> SOURCE EXCERPT
This individualized consumption resonated with the modern "society of individuals," feeling like a kind of liberation, but instead it was going to lead to new forms of exploitation and oppression. Although this was not clear at the time ⁠—certainly not to digital enthusiasts like myself ⁠— there were two vectors at work here:
One vector belongs to the longer history of modernization and the centuries-long societal shift from the mass to the individual. [...] The opposing vector belongs to the decades-long elaboration and implementation of the neoliberal economic paradigm, [...] especially its aim to reverse, subdue, impede, and even destroy the individual urge toward psychological self-determination and moral agency.
Individualization v. individualism. In last week's post, I wrote about the perverse way that ed tech uses the term "personalization" to describe the automation of education, something that I would call de-personalization instead. Zuboff highlights a similar tension between modern individualization and the individualism of neoliberalism:
First let’s establish that the concept of "individualization" should not be confused with the neoliberal ideology of "individualism" that shifts all responsibility for success or failure to a mythical, atomized, isolated individual.
When the Internet arrived, it offered possibilities for discovery and connection that were poised to promote individual liberation and self-determination, just at the moment we needed it:
The burdens of life without a fixed destiny turned us toward the empowering information-rich resources of the new digital milieu as it offered new ways to amplify our voices and forge our own chosen patterns of connection.
But neoliberal economic policies promoted by Hayek, Friedman, et al., hijacked that potential for the benefit of companies and their shareholders:
The absolute authority of market forces would be enshrined as the ultimate source of imperative control, displacing democratic contest and deliberation with an ideology of atomized individuals sentenced to perpetual competition for scarce resources. [...] The disciplines of competitive markets promised to quiet unruly individuals and even transform them back into subjects too preoccupied with survival to complain.
The result is not just neoliberalism, but neofeudalism:
Many scholars have taken to describing these new conditions as neofeudalism, marked by the consolidation of elite wealth and power far beyond the control of ordinary people and the mechanisms of democratic consent. [...] Piketty calls it a return to "patrimonial capitalism," a reversion to a premodern society in which one’s life chances depend upon inherited wealth rather than meritocratic achievement.
What's different, of course, is that while these neofeudalizing forces at work, we are now modern individuals:
We are not illiterate peasants, serfs, or slaves. We are [...] people whom history has freed both from the once-immutable facts of a destiny told at birth and from the conditions of mass society. [...] We want to exercise control over our own lives, but everywhere that control is thwarted.

> PROBLEM
Carry on the passage about individualization and neoliberalism, starting right after its last sentence.

> MATERIAL PROVIDED
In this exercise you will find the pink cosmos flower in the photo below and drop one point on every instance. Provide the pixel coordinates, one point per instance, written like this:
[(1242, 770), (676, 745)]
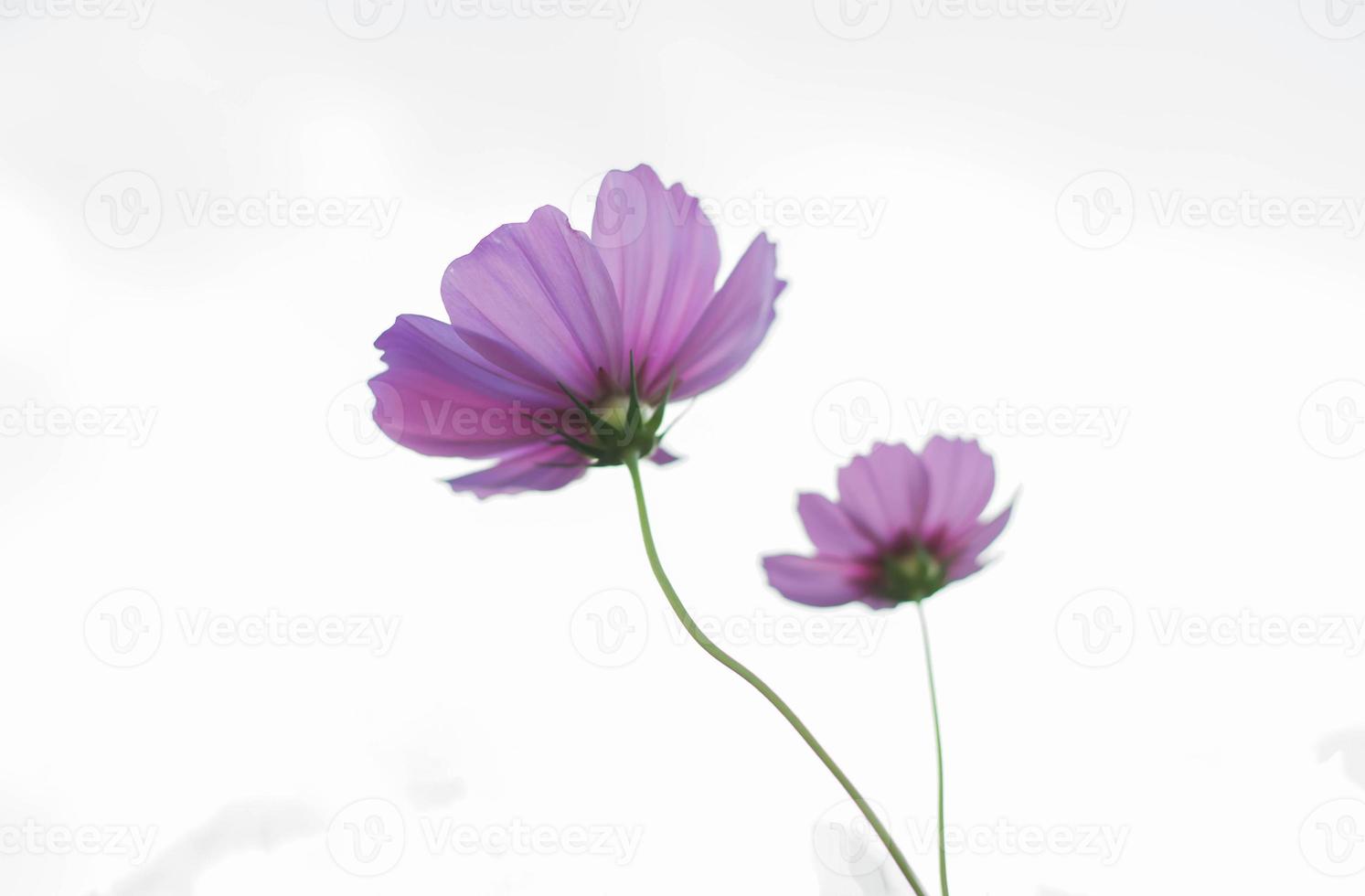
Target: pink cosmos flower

...

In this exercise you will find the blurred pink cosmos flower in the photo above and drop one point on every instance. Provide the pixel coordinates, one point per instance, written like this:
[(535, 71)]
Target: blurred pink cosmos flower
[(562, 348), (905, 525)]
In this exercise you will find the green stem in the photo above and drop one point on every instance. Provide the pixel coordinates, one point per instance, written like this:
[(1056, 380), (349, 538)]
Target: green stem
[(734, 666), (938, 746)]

> RESPONSE
An especially cruel paradox is that one way we have sought to exercise control is by using the Internet: searching, connecting, and sharing. Yet all those clicks become the new "behavioral surplus" to be harvested by the digital overlords in this neofeudal arrangement:
Every casual search, like, and click was claimed as an asset to be tracked, parsed, and monetized by some company, all within a decade of the iPod’s debut. [...]The rise of surveillance capitalism betrayed the hopes and expectations of many "netizens" who cherished the emancipatory promise of the networked milieu. Under this new regime, the precise moment at which our needs are met is also the precise moment at which our lives are plundered for behavioral data, and all for the sake of others’ gain.
Ed tech and the right to be forgotten. Back in 1998, I saw the Internet as the way that we would empower ourselves as students and teachers, but now the LMS wants to diminish us instead, rendering us as raw material for new ed tech products like predictive algorithms and other forms of automation, just as Zuboff sees happening in the digital world at large:
The result is a perverse amalgam of empowerment inextricably layered with diminishment. [...] Terms whose meanings we take to be positive or at least banal—"the open internet," "interoperability," and "connectivity"—have been quietly harnessed to a market process in which individuals are definitively cast as the means to others’ market ends.
But there are ways to fight back, and Zuboff closes the chapter with the story of a legal battle in Spain for the "right to be forgotten," thus reclaiming our rights to the future tense and to sanctuary:
The new harms we face entail challenges to the sanctity of the individual, and chief among these challenges I count the elemental rights that bear on individual sovereignty, including the right to the future tense and the right to sanctuary. [...] The extreme asymmetries of knowledge and power that have accrued to surveillance capitalism abrogate these elemental rights as our lives are unilaterally rendered as data, expropriated, and repurposed in new forms of social control, all of it in the service of others’ interests and in the absence of our awareness or means of combat.
I began reading Zuboff's book as a result of learning that Instructure had unilaterally laid claim to the data about me and about my students in their LMS, exploiting that data to create predictive models as part of their ongoing quest for market dominance (details). Zuboff does not talk about LMSes in this book, but the "right to be forgotten" is something we must fight for in the ed tech world. As companies like Instructure now want to gather data about us "from the first day of school until the last day of work" (their new company slogan), we have to fight for the right to our own futures, futures that we choose, not futures determined by the data in Instructure's possession, data that they are using to profile us, both to predict our behavior and also to modify it.

(Instructure home page)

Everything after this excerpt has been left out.